RAW RECORDS
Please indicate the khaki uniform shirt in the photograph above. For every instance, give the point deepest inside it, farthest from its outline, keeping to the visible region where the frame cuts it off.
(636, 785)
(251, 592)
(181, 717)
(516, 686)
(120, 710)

REQUIRED WORK
Copy out every item above in full, wording included. Move each point in the answers by adding 88 to both of its coordinates.

SOLUTION TO THIS EXERCISE
Please indicate the khaki uniform shirt in the photograph above. For every instance, give the point deepest inside it, farthest from its outline, keeping to the visible region where the frame cuts it off.
(724, 873)
(339, 680)
(269, 805)
(604, 774)
(208, 798)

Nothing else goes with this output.